■ **Instruction**: List every line of the entries below that contains the word "concrete".

— start of The input —

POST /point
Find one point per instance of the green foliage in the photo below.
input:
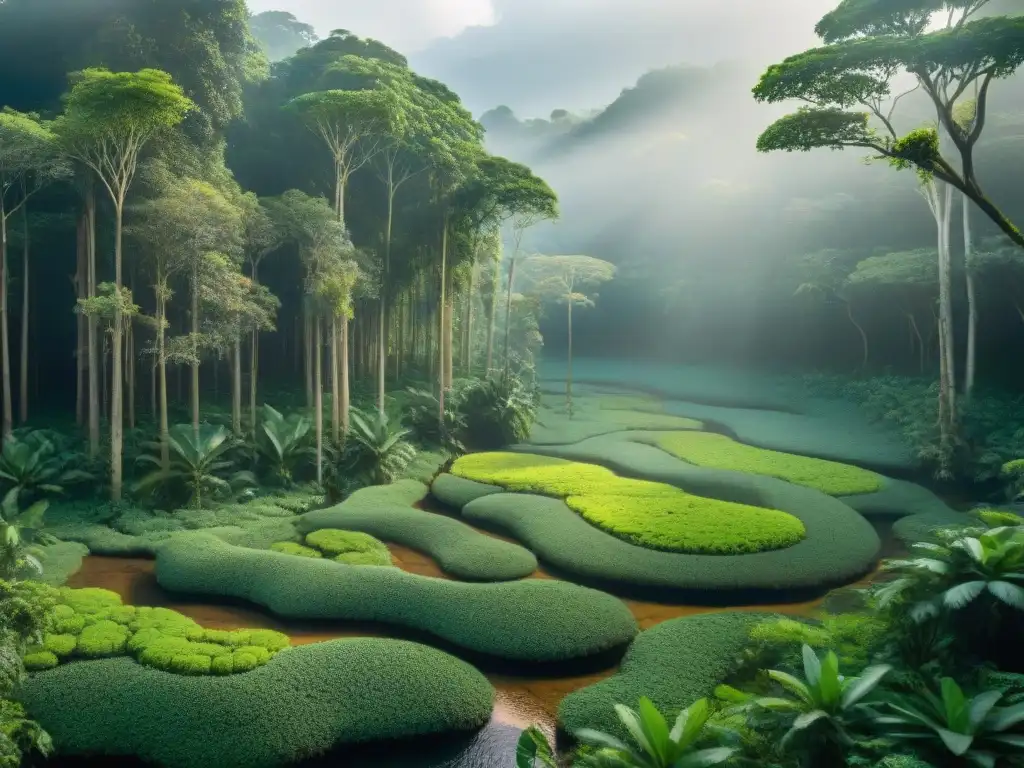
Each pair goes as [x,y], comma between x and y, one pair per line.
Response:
[709,450]
[648,514]
[962,568]
[532,750]
[655,745]
[199,461]
[386,512]
[93,624]
[352,690]
[566,621]
[840,546]
[293,548]
[823,711]
[498,412]
[34,465]
[674,664]
[975,731]
[349,547]
[284,442]
[375,452]
[20,531]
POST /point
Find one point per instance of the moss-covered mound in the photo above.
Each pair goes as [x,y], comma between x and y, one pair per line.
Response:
[840,546]
[673,664]
[94,624]
[649,514]
[386,512]
[349,547]
[719,452]
[530,621]
[305,701]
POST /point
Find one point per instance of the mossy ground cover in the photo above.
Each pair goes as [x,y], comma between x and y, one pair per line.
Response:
[709,450]
[461,551]
[648,514]
[526,621]
[673,664]
[840,546]
[304,701]
[94,624]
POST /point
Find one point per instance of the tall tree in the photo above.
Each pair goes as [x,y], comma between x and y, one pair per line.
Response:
[109,119]
[28,159]
[868,42]
[563,280]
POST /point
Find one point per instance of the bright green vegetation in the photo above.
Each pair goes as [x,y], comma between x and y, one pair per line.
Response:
[386,512]
[94,624]
[674,664]
[302,702]
[564,621]
[351,548]
[649,514]
[707,450]
[840,546]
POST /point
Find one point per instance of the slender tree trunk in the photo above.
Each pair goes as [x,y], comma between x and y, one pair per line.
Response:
[130,371]
[863,335]
[80,356]
[23,404]
[237,387]
[449,329]
[91,324]
[195,365]
[921,341]
[508,313]
[165,437]
[440,332]
[4,338]
[335,384]
[385,282]
[568,370]
[972,303]
[117,404]
[344,376]
[318,400]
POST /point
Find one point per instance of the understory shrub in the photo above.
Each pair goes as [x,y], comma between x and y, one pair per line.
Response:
[303,702]
[94,624]
[708,450]
[649,514]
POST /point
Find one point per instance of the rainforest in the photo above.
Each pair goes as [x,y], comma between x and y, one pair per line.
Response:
[498,384]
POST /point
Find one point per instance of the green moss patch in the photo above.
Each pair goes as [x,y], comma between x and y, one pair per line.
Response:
[303,702]
[673,664]
[94,624]
[385,512]
[350,547]
[839,548]
[529,621]
[707,450]
[649,514]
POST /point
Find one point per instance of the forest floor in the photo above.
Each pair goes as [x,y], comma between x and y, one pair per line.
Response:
[619,409]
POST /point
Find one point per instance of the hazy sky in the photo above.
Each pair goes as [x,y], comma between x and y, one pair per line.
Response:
[537,55]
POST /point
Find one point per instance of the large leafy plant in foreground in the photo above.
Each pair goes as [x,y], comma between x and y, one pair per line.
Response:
[654,744]
[974,731]
[284,441]
[200,461]
[32,464]
[823,711]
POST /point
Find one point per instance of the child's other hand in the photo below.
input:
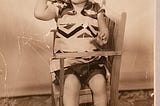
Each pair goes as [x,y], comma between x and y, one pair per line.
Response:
[102,37]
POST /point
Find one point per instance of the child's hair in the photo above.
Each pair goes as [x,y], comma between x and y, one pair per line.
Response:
[90,9]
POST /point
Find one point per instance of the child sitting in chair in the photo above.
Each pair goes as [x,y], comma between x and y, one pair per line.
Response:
[81,27]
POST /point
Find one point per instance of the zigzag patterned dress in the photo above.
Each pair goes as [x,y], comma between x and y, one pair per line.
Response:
[76,31]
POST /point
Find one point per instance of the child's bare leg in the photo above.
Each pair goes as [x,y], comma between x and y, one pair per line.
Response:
[98,85]
[71,91]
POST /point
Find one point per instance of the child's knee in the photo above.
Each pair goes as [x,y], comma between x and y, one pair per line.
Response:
[71,82]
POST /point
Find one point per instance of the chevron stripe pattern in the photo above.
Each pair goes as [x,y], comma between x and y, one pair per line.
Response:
[76,31]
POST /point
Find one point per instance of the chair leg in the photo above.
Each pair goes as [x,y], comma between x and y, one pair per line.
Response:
[52,95]
[61,81]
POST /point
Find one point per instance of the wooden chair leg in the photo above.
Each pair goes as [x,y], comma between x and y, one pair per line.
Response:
[61,81]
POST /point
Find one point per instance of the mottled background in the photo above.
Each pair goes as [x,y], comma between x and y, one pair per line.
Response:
[24,47]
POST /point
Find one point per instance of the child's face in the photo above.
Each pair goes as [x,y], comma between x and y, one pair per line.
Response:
[78,1]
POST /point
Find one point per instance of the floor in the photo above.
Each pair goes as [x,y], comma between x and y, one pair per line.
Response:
[126,98]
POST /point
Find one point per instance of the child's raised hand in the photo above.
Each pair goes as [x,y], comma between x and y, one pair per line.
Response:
[102,37]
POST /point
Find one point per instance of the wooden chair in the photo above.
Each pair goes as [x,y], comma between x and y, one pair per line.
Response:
[116,25]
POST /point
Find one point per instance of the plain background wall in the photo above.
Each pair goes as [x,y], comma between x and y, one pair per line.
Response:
[24,65]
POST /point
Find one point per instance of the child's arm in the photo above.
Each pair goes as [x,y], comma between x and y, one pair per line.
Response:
[45,12]
[103,35]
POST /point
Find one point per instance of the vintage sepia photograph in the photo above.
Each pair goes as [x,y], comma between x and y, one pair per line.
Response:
[79,52]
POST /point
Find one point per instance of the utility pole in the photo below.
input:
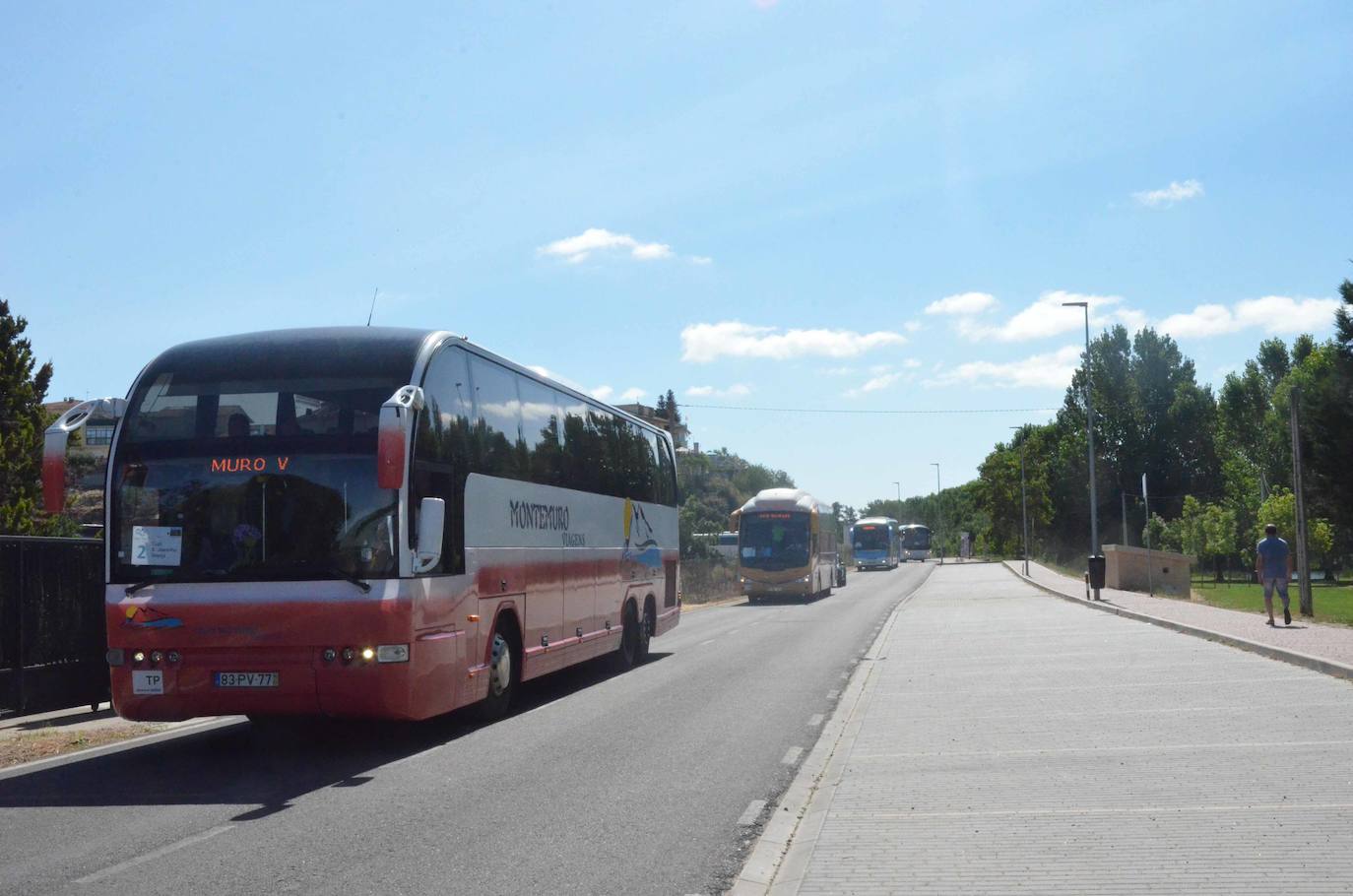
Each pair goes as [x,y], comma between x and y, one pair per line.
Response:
[939,515]
[1023,498]
[1146,501]
[1089,430]
[1303,569]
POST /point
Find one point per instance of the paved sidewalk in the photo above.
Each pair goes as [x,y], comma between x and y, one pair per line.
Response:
[1006,740]
[1313,639]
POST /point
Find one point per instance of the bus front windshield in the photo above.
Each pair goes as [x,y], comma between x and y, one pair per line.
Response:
[252,480]
[871,538]
[774,541]
[916,539]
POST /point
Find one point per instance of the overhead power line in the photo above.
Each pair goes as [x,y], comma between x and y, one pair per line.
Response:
[862,411]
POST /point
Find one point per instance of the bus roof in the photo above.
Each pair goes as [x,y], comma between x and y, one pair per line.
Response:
[337,351]
[785,499]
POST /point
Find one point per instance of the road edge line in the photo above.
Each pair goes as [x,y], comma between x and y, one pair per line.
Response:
[789,837]
[1306,661]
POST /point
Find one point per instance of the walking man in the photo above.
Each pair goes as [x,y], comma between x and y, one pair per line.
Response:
[1273,564]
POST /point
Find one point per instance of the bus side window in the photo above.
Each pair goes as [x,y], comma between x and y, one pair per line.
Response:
[666,474]
[639,465]
[501,450]
[543,432]
[441,452]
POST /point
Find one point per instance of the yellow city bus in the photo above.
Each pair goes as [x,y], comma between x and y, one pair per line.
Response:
[786,544]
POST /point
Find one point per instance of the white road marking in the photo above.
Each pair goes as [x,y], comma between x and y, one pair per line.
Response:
[153,855]
[417,755]
[751,813]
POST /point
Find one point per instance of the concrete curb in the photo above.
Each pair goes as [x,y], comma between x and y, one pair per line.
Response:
[1316,664]
[778,861]
[183,730]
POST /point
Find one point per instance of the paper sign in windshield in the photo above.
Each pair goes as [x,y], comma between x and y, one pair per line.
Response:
[156,544]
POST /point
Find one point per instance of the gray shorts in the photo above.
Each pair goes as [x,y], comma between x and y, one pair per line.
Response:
[1280,584]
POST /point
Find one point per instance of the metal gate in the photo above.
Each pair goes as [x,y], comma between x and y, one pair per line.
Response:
[51,624]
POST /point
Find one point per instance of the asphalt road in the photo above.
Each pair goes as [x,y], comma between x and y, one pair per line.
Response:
[643,783]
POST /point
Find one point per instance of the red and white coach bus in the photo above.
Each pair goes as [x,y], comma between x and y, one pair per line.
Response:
[375,523]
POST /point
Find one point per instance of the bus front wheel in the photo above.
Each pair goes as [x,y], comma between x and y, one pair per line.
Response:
[503,674]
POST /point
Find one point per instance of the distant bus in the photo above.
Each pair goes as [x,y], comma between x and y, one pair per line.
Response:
[727,544]
[373,523]
[874,543]
[915,541]
[720,543]
[786,544]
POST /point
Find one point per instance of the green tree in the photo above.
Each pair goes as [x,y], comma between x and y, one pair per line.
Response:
[24,386]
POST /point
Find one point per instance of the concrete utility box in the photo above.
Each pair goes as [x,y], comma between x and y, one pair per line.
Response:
[1128,570]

— end of The input —

■ **Complete output**:
Find one point per instance of the concrete curb in the photo above.
Find one point per instance of the concrete utility box in the photo above.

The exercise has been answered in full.